● What to produce:
Your copy must hold all of the data below, unchanged and without images.

Point localization data
########

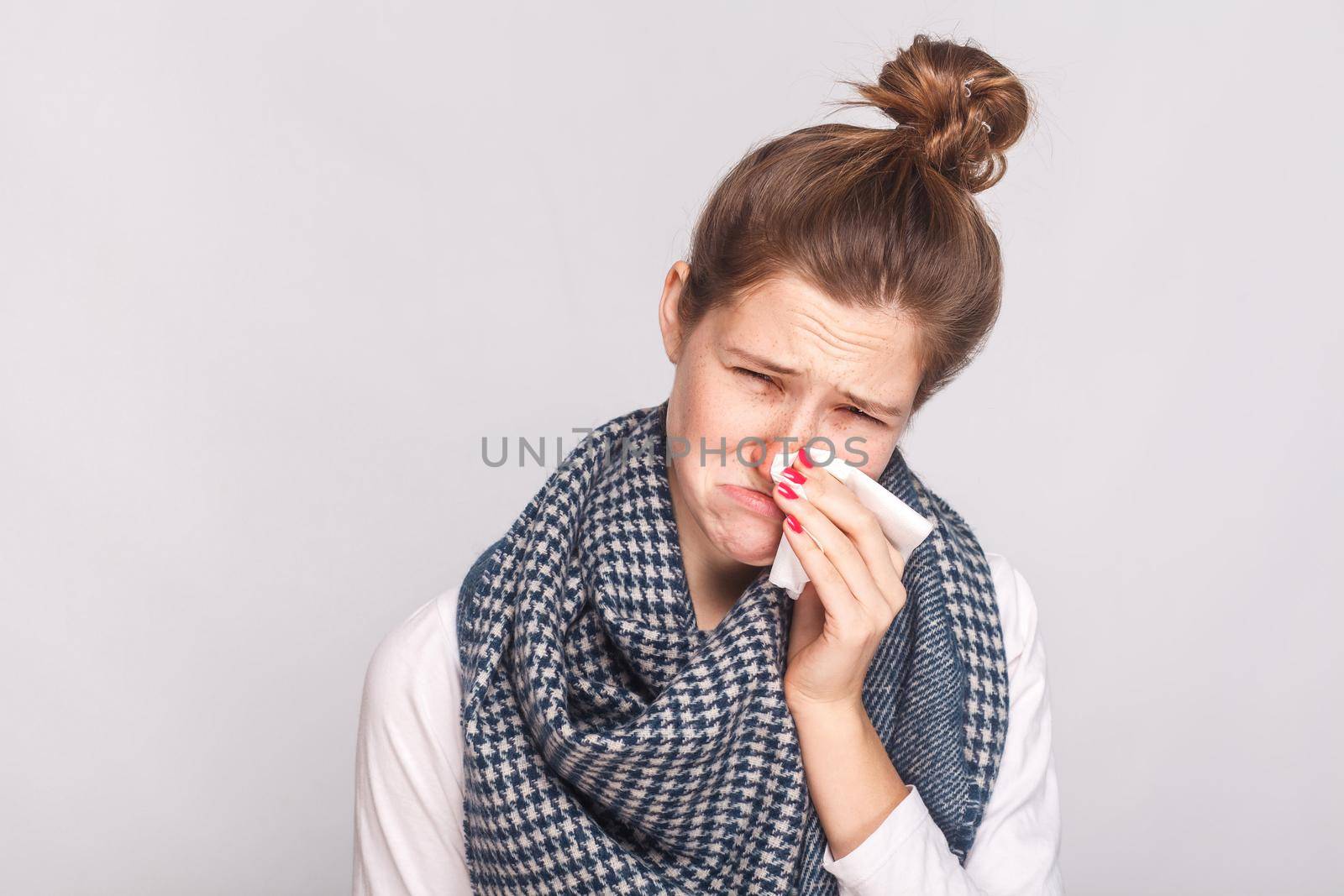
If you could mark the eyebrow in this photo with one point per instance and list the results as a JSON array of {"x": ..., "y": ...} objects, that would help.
[{"x": 774, "y": 367}]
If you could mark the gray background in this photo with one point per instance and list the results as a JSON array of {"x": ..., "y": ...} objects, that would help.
[{"x": 270, "y": 270}]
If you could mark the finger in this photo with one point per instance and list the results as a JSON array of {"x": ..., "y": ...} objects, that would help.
[
  {"x": 837, "y": 544},
  {"x": 830, "y": 584},
  {"x": 864, "y": 528},
  {"x": 843, "y": 508}
]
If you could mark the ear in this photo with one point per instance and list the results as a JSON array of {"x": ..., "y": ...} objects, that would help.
[{"x": 672, "y": 288}]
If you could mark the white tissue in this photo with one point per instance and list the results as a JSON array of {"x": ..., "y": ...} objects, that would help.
[{"x": 900, "y": 523}]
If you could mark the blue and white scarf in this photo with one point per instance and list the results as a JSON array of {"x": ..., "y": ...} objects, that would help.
[{"x": 616, "y": 747}]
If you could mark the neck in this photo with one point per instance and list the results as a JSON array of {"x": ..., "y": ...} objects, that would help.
[{"x": 714, "y": 579}]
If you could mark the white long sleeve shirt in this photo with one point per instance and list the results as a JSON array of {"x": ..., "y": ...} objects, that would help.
[{"x": 409, "y": 777}]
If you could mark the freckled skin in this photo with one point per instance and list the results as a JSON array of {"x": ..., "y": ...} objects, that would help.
[{"x": 869, "y": 352}]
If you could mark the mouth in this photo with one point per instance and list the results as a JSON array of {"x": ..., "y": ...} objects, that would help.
[{"x": 756, "y": 501}]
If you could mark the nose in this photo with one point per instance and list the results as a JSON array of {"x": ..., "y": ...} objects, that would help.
[{"x": 792, "y": 430}]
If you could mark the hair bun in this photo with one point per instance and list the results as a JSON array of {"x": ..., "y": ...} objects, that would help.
[{"x": 954, "y": 107}]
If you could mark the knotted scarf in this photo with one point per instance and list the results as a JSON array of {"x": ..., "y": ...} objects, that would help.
[{"x": 612, "y": 746}]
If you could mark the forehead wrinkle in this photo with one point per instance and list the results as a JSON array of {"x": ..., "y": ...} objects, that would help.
[{"x": 857, "y": 342}]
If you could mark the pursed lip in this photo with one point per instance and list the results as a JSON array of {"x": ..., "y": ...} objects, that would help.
[{"x": 754, "y": 500}]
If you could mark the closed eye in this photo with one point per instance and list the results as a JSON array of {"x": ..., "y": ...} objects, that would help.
[{"x": 753, "y": 374}]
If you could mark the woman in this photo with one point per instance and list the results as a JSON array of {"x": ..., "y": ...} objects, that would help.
[{"x": 617, "y": 700}]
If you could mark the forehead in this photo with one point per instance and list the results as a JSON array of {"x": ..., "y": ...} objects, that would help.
[{"x": 801, "y": 327}]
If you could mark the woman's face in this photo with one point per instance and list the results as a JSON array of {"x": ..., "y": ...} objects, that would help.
[{"x": 784, "y": 362}]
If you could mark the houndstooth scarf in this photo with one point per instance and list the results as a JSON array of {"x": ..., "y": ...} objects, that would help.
[{"x": 615, "y": 747}]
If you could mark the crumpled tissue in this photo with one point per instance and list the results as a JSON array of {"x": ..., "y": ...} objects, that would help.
[{"x": 905, "y": 527}]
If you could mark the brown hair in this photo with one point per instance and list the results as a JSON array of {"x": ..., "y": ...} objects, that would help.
[{"x": 878, "y": 217}]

########

● Answer to the exercise:
If you could mark the eyebrow in this photo with one point per instance and list the results as a JSON array of {"x": ..., "y": ...} objects, that would help.
[{"x": 774, "y": 367}]
If you could mark the gray background in this photo with one point per instance and list the results as a JSON array of {"x": ..., "y": ...} objects, that would help.
[{"x": 270, "y": 270}]
If you could mark the finger in this photo with one point per instance and list the results as a JSON array of {"x": ..., "y": ...} objects, that would help.
[
  {"x": 837, "y": 544},
  {"x": 830, "y": 584},
  {"x": 864, "y": 528},
  {"x": 843, "y": 508}
]
If you could mark the ear in this photo with one point per instance and list the results as a JSON array of {"x": ..., "y": ...} objects, that would help.
[{"x": 672, "y": 288}]
If you could mark the white tissue in this photo with one point per instance and list the results as a JSON array of {"x": ..., "y": ...} objects, that would help.
[{"x": 900, "y": 523}]
If you could mark the blue and white scarf in this photo with one point per instance and list the results as a JSON array of {"x": ..., "y": ...} objects, that would help.
[{"x": 616, "y": 747}]
If you could mark the neck in this photo with one point per instance and list the results as a JSON array of {"x": ..., "y": ...} objects, that would help.
[{"x": 714, "y": 579}]
If you could mark the white long sleeve shirt in this photo with one point per instance and list the results as a JSON array of {"x": ..., "y": ...} objects, that would help.
[{"x": 409, "y": 777}]
If you could mark the freckled skin in this photo with one point per instance and list the results as a JSON array of {"x": ..., "y": ...} objects, that would help.
[{"x": 869, "y": 352}]
If you could mark the mouth in this photo with one point per instance and list the results as a JSON array of {"x": ..., "y": ...} objects, that would help.
[{"x": 756, "y": 501}]
If you could mark the nose in this photo with one point per instance and list the results as a JSON array of {"x": ..., "y": ...} objects, that would help.
[{"x": 792, "y": 430}]
If you could mark the hair bun in this photo with one point per instance and list the results as a JSON array of {"x": ..., "y": ...} objects, that would help.
[{"x": 954, "y": 107}]
If you could mark the knotted scarf in this photo with one point per instance and list the results as a JSON array of {"x": ..., "y": ...} objects, that would help.
[{"x": 612, "y": 746}]
If you could mark the forehead wrinkle in this photo with one point per instance and list the results as a JSON array of {"x": ..., "y": ...} objects, that would help.
[{"x": 857, "y": 342}]
If you could mark the pursed lip in this photo with one point per instance and list the results as a JSON array of {"x": ..., "y": ...} objects, that would help.
[{"x": 754, "y": 500}]
If you could mark the closed eye in this photo with one point per instance and list the results as a JSON array of {"x": ..., "y": ...} objects, that would help.
[{"x": 753, "y": 374}]
If you could mark the woman in this photo with one point per instance and list the results as a JSON array of {"x": ..., "y": ...} objects, that would help.
[{"x": 617, "y": 700}]
If you could mark the forehead in this photo with one point per instance and list the results as a JSON array of {"x": ..., "y": ...} objects, that would help.
[{"x": 801, "y": 327}]
If you could mark the woman's face in this photo with one point per instance and list the results as a JSON array of {"x": ..., "y": ...} objects, that would help.
[{"x": 784, "y": 362}]
If you could mark the houndstooth scarf in this photo with one point per instance and list the results as a JSON array of {"x": ..., "y": ...} objects, that would help.
[{"x": 615, "y": 747}]
If you could mark the crumpled tissue in this photo with one point per instance and list the results as a JSON array of {"x": ..., "y": ...} objects, that would help.
[{"x": 905, "y": 527}]
If you could mark the brown hair in this photo with one point per instance and list the results as a JSON array of {"x": ..., "y": ...} objects, that would help.
[{"x": 878, "y": 217}]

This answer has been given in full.